- _TO BE DONE_: Put the records below into a numbered list, one line per item, skipping any blank lines and leaving out the pictures.

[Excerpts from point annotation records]

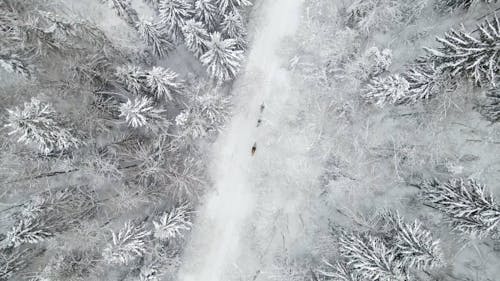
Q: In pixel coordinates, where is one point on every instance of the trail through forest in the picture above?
(217, 240)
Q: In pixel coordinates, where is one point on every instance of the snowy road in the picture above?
(219, 238)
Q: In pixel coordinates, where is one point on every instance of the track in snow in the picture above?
(216, 241)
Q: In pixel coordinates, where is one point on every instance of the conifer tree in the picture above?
(414, 244)
(132, 77)
(141, 112)
(467, 205)
(461, 4)
(163, 83)
(232, 27)
(172, 224)
(14, 64)
(128, 243)
(173, 15)
(154, 37)
(125, 11)
(159, 83)
(425, 81)
(29, 231)
(207, 13)
(195, 37)
(477, 57)
(370, 257)
(223, 60)
(37, 123)
(226, 6)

- _SOLVED EXERCISE_:
1. Q: In pixel coordinates, where is one point on every instance of the trail through forest in the picture above?
2. (217, 240)
3. Q: In pixel coordinates, where is one point on every instance of the snowy road in the picture above?
4. (219, 238)
5. Q: In pixel coordinates, where is one point on every instance of the track in snow in the picture above?
6. (216, 241)
7. Q: In pixel coordinates, where is one point on every instance of the conifer tree in the picture above?
8. (414, 244)
9. (132, 77)
10. (141, 112)
11. (467, 205)
12. (461, 4)
13. (163, 83)
14. (232, 27)
15. (172, 224)
16. (14, 64)
17. (128, 243)
18. (173, 15)
19. (154, 37)
20. (125, 11)
21. (159, 83)
22. (425, 81)
23. (29, 231)
24. (207, 13)
25. (195, 37)
26. (477, 57)
27. (370, 257)
28. (223, 60)
29. (37, 123)
30. (226, 6)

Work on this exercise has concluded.